[[ Data extract open ]]

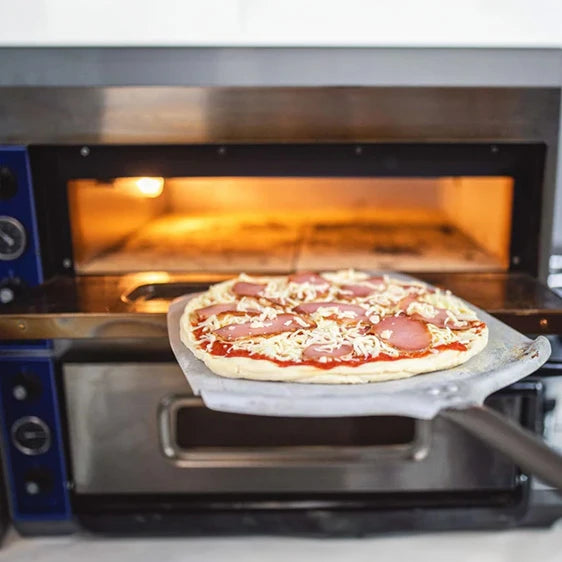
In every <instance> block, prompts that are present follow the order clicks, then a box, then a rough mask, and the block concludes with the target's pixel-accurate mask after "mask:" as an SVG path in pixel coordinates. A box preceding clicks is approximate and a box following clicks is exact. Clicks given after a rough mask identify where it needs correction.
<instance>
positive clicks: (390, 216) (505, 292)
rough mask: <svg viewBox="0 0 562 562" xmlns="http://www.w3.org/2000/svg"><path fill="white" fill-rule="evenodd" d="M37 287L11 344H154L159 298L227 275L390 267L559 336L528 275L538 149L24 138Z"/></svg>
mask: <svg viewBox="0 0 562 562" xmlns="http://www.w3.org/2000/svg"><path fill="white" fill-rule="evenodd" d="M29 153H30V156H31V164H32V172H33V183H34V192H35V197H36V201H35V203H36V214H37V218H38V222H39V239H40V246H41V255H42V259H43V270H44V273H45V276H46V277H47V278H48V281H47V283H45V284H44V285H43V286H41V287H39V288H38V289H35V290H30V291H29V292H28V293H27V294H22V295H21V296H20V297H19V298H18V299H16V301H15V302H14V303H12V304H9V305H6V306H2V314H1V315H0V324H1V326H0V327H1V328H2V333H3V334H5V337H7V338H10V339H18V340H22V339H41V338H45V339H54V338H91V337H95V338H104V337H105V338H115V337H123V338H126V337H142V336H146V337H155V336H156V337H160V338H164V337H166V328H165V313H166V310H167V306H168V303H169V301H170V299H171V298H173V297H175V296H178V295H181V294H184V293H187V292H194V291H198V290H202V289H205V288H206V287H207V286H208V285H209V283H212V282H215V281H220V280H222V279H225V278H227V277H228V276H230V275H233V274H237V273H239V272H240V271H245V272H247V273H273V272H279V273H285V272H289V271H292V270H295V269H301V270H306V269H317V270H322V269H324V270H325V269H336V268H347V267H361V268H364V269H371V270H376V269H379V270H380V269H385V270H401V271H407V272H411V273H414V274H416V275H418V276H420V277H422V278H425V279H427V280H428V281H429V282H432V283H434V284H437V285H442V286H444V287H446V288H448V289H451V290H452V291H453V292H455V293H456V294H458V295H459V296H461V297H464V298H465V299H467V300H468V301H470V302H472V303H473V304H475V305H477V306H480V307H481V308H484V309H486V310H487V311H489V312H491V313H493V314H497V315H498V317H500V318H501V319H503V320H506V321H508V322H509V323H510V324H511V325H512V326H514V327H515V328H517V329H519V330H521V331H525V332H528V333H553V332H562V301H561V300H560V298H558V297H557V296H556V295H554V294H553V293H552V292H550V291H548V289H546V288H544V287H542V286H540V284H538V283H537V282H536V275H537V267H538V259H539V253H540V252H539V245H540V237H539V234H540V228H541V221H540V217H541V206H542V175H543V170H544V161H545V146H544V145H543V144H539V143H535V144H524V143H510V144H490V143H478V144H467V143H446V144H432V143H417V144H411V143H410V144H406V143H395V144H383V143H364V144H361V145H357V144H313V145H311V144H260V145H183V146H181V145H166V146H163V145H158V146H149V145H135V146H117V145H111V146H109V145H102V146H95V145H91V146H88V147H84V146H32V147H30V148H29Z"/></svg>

[[ Data extract closed ]]
[[ Data extract open ]]

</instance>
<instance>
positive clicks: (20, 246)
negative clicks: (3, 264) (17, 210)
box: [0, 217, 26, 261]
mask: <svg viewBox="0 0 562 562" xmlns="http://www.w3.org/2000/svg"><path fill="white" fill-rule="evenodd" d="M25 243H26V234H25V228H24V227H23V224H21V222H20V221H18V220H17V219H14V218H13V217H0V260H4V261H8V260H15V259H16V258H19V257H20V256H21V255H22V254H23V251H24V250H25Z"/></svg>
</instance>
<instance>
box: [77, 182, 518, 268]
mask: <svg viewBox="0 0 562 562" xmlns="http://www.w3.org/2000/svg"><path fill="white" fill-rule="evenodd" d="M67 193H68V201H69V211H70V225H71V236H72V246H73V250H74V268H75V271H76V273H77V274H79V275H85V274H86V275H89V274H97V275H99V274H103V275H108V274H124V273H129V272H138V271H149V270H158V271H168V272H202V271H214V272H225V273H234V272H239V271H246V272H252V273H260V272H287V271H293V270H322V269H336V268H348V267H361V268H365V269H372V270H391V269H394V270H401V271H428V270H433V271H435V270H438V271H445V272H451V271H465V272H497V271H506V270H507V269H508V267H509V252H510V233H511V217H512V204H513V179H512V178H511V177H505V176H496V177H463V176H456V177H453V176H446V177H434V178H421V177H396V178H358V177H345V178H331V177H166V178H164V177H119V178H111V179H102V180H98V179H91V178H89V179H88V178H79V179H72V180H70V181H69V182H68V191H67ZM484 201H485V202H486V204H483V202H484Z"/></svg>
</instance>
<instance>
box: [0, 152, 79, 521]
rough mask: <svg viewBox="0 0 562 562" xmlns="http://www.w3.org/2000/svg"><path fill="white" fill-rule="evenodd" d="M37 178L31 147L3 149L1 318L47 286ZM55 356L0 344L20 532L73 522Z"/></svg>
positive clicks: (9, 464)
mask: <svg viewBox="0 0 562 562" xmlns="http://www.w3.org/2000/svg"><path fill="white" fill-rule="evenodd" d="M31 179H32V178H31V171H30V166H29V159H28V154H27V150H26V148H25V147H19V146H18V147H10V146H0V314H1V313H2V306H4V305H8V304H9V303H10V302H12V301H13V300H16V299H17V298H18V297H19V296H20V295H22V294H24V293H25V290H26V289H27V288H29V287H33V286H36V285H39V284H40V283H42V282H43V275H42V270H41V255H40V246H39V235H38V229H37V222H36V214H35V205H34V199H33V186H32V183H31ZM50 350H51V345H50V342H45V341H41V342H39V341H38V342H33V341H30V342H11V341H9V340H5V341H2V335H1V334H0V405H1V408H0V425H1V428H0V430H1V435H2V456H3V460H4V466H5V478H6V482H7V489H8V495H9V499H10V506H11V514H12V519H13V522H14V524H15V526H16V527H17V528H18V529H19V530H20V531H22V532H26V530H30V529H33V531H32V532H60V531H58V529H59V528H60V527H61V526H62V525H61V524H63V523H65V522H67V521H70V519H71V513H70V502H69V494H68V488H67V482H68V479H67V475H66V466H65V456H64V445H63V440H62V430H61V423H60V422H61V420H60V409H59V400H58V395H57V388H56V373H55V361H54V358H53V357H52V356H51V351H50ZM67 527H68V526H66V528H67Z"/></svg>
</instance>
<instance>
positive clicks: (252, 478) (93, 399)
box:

[[ Data extract closed ]]

### Required work
Set down precisely the lines above between the line holding "In every <instance>" and the line holding "positive clicks: (390, 216) (505, 292)", inclusive, and nothing beyond them.

### Answer to the problem
In every <instance> block, prompts that are present follow the order clicks, then a box, then a rough mask, and the block concludes with the target's pixel-accurate mask after "mask:" as an SVG path in pixel coordinates. A box preceding clicks is approximate and a box following clicks is exact. Clicks given after a rough mask identify where it needs correction.
<instance>
positive clicks: (390, 216) (505, 292)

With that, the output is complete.